= GIVEN REQUEST =
Can you reproduce every one of the lines below word for word?

# Start of THE DATA

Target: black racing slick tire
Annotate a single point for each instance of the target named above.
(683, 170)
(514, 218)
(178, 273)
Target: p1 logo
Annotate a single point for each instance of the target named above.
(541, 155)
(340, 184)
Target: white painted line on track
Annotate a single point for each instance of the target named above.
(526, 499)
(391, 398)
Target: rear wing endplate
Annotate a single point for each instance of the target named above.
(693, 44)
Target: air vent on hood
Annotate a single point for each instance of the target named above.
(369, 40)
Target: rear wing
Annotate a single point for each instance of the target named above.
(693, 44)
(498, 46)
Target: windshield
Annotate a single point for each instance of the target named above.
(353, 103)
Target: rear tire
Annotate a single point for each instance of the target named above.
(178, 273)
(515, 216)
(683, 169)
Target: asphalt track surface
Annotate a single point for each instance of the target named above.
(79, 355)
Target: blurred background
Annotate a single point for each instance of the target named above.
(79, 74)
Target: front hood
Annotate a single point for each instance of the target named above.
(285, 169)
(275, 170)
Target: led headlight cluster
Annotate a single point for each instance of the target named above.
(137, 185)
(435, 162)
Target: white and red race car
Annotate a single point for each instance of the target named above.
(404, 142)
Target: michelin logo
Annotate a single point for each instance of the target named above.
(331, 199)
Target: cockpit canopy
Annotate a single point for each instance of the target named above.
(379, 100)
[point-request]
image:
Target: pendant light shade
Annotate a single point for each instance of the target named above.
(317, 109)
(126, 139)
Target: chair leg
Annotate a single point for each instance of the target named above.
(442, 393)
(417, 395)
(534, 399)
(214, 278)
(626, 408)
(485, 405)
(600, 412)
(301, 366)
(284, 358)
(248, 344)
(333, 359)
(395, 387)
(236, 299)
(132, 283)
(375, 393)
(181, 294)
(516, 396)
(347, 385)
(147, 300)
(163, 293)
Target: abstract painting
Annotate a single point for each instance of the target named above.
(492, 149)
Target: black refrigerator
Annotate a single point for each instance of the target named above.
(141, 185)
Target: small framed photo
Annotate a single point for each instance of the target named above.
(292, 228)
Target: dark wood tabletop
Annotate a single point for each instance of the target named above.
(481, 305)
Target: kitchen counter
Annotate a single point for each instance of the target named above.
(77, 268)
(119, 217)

# End of THE DATA

= SOLUTION FOR THIS TASK =
Target: black racing slick tire
Annotate a single point for each instance of the target named above.
(683, 170)
(514, 218)
(178, 273)
Target: p1 logo
Annotate a single point for each instance of the target named above.
(541, 155)
(340, 184)
Target: white painted line on track
Annotate a single point for each instance of the target named above.
(526, 499)
(391, 398)
Target: rear wing endplate
Annotate a single point for each instance of the target named above.
(693, 44)
Target: air vent on hood
Annotate a single point for each instance of the target named above.
(369, 40)
Target: rear wing
Annotate a single point for each instance of the target named above.
(693, 44)
(498, 46)
Target: windshield
Annotate a single point for each instance of the target named above.
(353, 103)
Target: rear tire
Annotate a single point for each instance of the target named above.
(178, 273)
(515, 216)
(683, 169)
Target: asphalt track surface
Annotate a single point for each instance of the target named above.
(79, 355)
Target: blurred background
Annotate a single point for each instance of the target named above.
(79, 74)
Target: front hood
Annotate a single point for each instance of the target named above.
(285, 169)
(275, 170)
Target: led headlight cluster
Annotate a single point for each instance of the target named above.
(137, 185)
(435, 162)
Target: white and red race car
Annotate a single point for each instance of the target named above.
(404, 142)
Target: michelin logo
Annotate a single point for each instance of the target named above.
(331, 199)
Target: cockpit canopy
Annotate a single point for each instance of the target named above.
(379, 100)
[point-request]
image:
Target: pendant light shade
Annotate a single point for each instance of the target named above.
(317, 109)
(126, 139)
Target: chair leg
Annotate a single point for each instance of the target named above.
(442, 393)
(417, 395)
(534, 399)
(214, 278)
(626, 408)
(485, 405)
(600, 412)
(301, 366)
(284, 358)
(248, 344)
(333, 359)
(395, 387)
(236, 299)
(132, 283)
(375, 393)
(181, 294)
(516, 396)
(347, 385)
(147, 300)
(163, 293)
Target: abstract painting
Annotate a single point for each instance of the target named above.
(492, 149)
Target: black refrigerator
Annotate a single point for each instance of the target named above.
(141, 185)
Target: small framed photo
Annotate a single point for each instance of the target named above.
(292, 228)
Target: dark wood tabletop
Annotate a single point for each instance of the target named above.
(481, 305)
Target: kitchen counter
Annotate a single point for each instance of the target named above.
(77, 268)
(119, 217)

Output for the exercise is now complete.